**PAGE TEXT**
#####

By on February 25, 2019

As parent Fiat Chrysler gets to work bringing its Italian luxury marque out of the doldrums of 2018, pushing the brand past the botched Levante launch and its poorly thought-out grouping with Alfa Romeo, electrification and utility vehicles are top of mind.

FCA believes fresh product and a new brand boss focused on its success will help Maserati regain its financial and sales footing. One of those products aims to excite, while simultaneously placating the green crowd and those unwilling to give up a gasoline engine.

Earlier this month, Maserati announced upgrades for its Modena assembly plant in preparation for its upcoming Alfieri sports car. That vehicle’s existence, heralded by a 2014 show car (seen above), is a key plank in a five-year product plan unveiled last summer.

The two-seat Alfieri won’t carry the V8 powerplant seen in the show car; rather, buyers can expect two green powertrain options in two bodystyles — coupe and convertible. Wards Auto reports that the more consumer-friendly Alfiera variant will adopt a plug-in hybrid layout, utilizing a V6 engine to keep the party going after battery depletion. The other choice is a fully electric Alfieri of undetermined range.

#####

**STORED DATA**
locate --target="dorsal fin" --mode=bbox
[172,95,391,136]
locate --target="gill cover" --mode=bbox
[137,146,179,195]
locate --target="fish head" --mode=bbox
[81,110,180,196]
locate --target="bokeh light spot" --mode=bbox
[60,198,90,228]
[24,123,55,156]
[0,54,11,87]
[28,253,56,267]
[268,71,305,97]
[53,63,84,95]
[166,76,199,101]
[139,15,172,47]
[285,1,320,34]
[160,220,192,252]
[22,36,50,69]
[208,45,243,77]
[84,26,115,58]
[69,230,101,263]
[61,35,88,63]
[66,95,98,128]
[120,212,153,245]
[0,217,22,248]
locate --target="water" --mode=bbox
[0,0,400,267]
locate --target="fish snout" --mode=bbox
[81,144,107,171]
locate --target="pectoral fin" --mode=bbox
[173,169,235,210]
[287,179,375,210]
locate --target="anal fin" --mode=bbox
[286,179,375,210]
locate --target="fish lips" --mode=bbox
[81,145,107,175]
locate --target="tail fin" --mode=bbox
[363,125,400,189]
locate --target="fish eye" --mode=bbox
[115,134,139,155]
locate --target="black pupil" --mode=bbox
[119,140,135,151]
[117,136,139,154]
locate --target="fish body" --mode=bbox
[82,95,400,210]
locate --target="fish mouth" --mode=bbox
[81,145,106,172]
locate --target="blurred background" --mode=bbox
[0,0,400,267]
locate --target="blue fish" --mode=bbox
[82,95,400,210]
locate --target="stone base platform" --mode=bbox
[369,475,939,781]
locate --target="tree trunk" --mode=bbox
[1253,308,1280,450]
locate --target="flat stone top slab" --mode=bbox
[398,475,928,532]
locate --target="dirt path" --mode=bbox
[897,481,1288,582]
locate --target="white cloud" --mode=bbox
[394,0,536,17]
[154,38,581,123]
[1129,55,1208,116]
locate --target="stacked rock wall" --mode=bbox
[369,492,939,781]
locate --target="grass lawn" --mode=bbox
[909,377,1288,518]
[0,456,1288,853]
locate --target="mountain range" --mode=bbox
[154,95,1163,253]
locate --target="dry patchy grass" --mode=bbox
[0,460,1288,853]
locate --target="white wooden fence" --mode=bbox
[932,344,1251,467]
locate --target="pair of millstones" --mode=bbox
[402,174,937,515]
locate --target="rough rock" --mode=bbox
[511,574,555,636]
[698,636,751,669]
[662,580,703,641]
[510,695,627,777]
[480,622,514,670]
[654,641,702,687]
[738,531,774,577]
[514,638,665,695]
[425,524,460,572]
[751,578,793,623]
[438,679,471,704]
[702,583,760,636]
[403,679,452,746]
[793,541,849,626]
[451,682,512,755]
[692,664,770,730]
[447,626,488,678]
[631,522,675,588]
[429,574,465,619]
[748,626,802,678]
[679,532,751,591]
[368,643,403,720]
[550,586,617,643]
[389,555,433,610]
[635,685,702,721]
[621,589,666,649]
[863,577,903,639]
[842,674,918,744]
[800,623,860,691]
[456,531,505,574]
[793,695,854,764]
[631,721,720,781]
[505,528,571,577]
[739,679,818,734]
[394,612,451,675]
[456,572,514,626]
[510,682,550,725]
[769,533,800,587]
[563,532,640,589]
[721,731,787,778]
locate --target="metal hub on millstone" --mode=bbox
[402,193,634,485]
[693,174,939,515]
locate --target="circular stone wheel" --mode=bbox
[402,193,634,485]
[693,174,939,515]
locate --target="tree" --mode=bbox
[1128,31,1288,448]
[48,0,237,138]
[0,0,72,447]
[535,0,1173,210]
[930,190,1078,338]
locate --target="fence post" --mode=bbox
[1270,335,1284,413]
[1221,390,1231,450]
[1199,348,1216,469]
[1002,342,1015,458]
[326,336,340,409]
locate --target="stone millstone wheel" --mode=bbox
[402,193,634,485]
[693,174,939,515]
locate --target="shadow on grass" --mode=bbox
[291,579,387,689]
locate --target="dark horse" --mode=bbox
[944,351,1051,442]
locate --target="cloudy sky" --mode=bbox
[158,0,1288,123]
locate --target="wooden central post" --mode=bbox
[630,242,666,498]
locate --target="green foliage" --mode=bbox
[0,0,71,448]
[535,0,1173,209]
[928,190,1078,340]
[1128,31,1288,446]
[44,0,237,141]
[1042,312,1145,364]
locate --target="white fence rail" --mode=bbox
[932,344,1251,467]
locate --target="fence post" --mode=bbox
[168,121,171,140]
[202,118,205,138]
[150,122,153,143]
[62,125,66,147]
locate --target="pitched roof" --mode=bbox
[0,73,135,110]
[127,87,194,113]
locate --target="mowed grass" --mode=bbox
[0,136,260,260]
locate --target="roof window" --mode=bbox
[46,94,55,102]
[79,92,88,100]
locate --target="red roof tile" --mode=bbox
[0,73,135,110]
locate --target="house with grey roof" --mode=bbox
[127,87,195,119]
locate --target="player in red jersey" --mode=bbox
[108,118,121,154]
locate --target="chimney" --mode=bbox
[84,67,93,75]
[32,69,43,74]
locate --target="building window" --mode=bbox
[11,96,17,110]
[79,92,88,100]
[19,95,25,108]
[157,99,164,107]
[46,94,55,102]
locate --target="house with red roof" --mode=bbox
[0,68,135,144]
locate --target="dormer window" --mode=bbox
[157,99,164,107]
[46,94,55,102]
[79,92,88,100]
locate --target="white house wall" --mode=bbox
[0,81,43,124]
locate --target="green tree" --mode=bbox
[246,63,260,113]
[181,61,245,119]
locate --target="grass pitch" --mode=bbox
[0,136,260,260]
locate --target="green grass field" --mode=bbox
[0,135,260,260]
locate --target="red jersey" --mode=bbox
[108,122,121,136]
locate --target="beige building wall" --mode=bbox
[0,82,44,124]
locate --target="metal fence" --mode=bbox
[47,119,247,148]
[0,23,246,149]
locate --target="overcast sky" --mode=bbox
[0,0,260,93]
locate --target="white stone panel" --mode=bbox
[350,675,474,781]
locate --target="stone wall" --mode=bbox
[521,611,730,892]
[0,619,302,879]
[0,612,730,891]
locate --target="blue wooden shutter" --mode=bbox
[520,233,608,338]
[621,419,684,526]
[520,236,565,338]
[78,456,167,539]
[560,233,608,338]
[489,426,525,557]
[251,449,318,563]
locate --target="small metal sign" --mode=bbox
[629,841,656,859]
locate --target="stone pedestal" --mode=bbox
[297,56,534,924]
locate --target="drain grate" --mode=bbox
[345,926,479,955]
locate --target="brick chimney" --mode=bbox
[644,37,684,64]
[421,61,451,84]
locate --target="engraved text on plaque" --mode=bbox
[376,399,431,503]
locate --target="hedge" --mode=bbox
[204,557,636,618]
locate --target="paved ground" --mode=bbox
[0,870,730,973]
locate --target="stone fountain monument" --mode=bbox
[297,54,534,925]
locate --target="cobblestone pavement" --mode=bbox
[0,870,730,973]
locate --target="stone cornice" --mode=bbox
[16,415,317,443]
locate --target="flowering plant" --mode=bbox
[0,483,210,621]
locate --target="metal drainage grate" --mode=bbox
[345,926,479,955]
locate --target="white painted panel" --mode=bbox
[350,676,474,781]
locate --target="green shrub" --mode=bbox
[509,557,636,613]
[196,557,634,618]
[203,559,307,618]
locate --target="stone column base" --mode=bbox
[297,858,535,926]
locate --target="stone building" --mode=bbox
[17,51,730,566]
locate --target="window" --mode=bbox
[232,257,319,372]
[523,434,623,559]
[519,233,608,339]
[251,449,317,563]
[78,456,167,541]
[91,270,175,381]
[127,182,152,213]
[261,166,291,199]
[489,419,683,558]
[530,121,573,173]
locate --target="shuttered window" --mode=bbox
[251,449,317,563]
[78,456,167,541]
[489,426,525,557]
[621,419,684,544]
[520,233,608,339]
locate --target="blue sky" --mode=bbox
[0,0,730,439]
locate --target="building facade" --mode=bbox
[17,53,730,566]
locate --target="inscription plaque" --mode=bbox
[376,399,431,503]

#####

**REQUIRED TASKS**
A - In the Maserati article, which plant is being upgraded to prepare for the Alfieri?
B - Write what comes next in the article on the Maserati Alfieri, picking up right after its final sentence.
The rows above come from a source unrelated to the Maserati article.

**RESPONSES TO THE EXERCISE**
A - Maserati's Modena assembly plant.

B -
FCA said last year that the battery-electric Alfieri will boast three motors, propelling the car to 62 mph in about 2 seconds. Production should commence before the halfway point in 2020, with consumers gaining delivery of their cars by early 2021.

In the interests of greening (and future-proofing) the brand, Maserati is expected to lob this powertrain at other vehicles, including the next-generation Quattroporte and Levante. Plug-in hybrid variants are also in the cards for future model revamps.

Because passenger cars mean slow death for any company, there’s also a smaller SUV on the way, this one expected to borrow the same Giorgio platform used by the Levante and Alfa Romeo’s Giulia and Stelvio. You can bet Maserati brass will try to avoid the same mistakes made with the languishing Levante.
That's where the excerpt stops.